#### Description of the task
Lay out every line of the items below as a Markdown table with the columns "No." and "Line," numbering the rows in order and omitting blank lines. Leave out the pictures.

----- Records shown -----

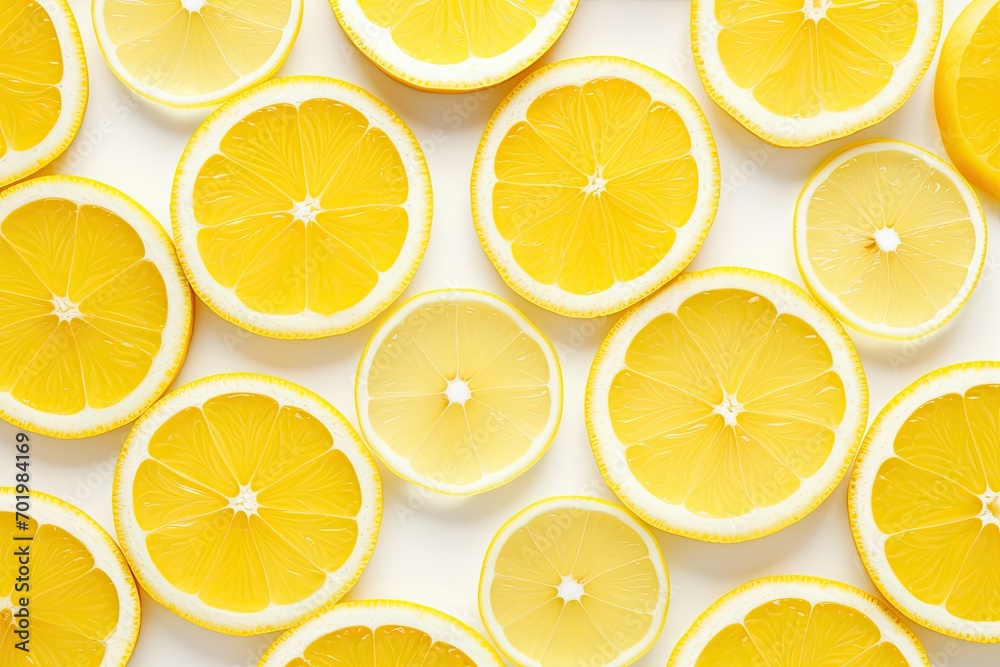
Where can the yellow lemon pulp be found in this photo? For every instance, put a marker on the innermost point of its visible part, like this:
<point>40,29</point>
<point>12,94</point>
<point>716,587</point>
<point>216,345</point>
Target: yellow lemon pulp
<point>726,405</point>
<point>188,48</point>
<point>789,632</point>
<point>302,208</point>
<point>82,307</point>
<point>31,69</point>
<point>937,499</point>
<point>800,58</point>
<point>592,186</point>
<point>246,503</point>
<point>74,605</point>
<point>445,32</point>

-----

#### Result of this exercise
| No. | Line |
|---|---|
| 1 | Where can the yellow lemon pulp be found in this photo? For every instance, put a marker on the innermost point of its visible part, like this: |
| 2 | <point>40,29</point> |
| 3 | <point>12,94</point> |
| 4 | <point>716,587</point> |
| 5 | <point>216,345</point> |
| 6 | Target: yellow lemon pulp |
| 7 | <point>726,405</point> |
| 8 | <point>188,48</point> |
| 9 | <point>789,632</point> |
| 10 | <point>302,208</point> |
| 11 | <point>82,307</point> |
| 12 | <point>31,69</point> |
| 13 | <point>937,499</point> |
| 14 | <point>800,58</point> |
| 15 | <point>592,186</point> |
| 16 | <point>246,503</point> |
| 17 | <point>74,605</point> |
| 18 | <point>445,32</point> |